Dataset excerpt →
----

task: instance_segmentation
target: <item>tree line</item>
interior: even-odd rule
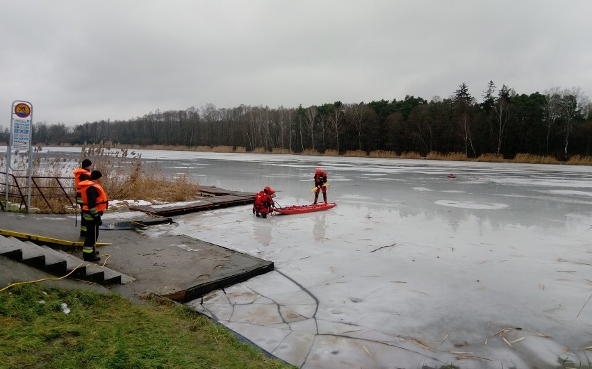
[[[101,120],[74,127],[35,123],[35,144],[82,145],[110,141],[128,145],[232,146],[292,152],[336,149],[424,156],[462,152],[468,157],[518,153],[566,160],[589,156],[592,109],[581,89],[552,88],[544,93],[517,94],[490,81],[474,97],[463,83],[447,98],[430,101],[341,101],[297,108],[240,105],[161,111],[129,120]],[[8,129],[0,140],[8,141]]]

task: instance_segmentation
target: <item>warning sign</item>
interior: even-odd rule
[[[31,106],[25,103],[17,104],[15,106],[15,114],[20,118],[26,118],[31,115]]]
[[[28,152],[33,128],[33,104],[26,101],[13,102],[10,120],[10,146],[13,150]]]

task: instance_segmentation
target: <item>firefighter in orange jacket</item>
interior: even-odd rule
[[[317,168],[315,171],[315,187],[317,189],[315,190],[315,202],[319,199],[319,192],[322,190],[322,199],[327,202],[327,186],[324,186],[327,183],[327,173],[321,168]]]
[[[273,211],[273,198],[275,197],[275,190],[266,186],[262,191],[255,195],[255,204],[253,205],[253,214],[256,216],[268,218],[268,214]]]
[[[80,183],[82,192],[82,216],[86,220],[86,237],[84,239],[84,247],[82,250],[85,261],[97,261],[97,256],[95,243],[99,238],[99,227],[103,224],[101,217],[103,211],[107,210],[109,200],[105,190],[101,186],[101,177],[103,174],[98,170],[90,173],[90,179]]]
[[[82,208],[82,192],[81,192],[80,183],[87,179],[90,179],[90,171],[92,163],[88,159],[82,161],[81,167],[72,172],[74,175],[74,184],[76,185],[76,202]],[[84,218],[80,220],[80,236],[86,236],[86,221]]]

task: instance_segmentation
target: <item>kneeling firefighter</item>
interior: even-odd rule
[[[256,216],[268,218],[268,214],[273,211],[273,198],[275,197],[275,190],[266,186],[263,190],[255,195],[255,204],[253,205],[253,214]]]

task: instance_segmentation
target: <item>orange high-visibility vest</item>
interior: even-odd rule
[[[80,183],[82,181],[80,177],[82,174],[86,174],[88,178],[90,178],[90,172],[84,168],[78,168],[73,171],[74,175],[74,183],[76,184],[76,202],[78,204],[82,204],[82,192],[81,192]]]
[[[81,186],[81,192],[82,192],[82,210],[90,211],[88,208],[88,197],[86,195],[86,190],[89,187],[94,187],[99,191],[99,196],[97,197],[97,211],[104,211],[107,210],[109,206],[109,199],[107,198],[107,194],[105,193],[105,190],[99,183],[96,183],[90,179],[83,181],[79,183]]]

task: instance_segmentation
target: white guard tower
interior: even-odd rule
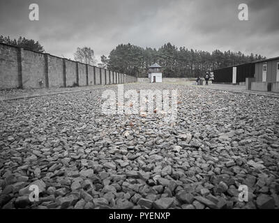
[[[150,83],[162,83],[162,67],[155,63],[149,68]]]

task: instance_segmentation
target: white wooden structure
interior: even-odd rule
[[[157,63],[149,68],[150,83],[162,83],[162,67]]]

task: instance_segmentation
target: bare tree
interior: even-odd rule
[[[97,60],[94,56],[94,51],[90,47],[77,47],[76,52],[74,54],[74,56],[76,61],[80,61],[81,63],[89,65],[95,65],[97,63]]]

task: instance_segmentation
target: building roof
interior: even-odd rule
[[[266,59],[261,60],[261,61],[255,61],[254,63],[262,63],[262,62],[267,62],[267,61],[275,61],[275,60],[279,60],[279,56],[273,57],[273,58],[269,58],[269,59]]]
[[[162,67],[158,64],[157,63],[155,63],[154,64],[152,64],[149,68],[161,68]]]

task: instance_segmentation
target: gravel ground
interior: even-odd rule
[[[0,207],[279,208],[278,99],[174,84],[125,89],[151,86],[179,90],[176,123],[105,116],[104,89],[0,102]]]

----

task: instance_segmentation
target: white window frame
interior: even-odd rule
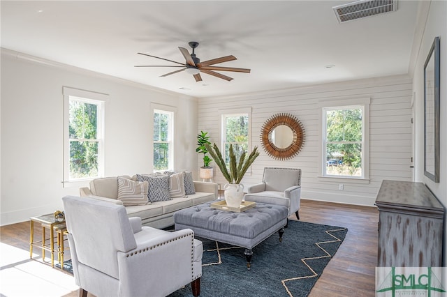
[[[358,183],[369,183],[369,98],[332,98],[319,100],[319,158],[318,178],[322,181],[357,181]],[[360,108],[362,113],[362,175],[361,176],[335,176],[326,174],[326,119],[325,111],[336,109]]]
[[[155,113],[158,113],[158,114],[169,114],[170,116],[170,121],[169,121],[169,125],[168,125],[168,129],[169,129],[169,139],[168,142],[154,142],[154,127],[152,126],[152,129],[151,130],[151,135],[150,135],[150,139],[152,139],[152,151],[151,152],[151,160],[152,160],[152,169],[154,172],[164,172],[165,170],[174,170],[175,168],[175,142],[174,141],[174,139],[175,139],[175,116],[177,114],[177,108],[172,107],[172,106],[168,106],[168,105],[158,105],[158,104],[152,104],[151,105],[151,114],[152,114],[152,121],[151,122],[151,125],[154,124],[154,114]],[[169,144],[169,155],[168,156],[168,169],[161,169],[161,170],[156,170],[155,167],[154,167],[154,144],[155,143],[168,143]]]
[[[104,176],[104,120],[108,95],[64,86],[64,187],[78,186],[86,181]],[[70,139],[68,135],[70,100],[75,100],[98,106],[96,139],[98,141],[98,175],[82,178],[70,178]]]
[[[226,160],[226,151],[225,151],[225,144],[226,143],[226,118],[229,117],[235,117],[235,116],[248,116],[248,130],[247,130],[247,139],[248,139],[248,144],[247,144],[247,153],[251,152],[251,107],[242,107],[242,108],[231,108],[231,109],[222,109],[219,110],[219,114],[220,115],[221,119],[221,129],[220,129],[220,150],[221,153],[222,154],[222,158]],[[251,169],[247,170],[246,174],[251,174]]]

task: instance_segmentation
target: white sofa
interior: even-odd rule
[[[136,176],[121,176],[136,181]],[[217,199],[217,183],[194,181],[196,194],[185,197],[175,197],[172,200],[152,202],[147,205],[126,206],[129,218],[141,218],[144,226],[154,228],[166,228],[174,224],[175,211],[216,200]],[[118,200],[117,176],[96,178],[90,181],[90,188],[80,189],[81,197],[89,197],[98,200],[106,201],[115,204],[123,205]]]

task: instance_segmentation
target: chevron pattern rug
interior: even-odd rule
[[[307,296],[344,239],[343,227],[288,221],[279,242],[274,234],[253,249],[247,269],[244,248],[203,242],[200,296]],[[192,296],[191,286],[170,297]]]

----

How many lines of the material contain the string "firefighter"? Case counts, and the reply should be the number alone.

TASK RESPONSE → 2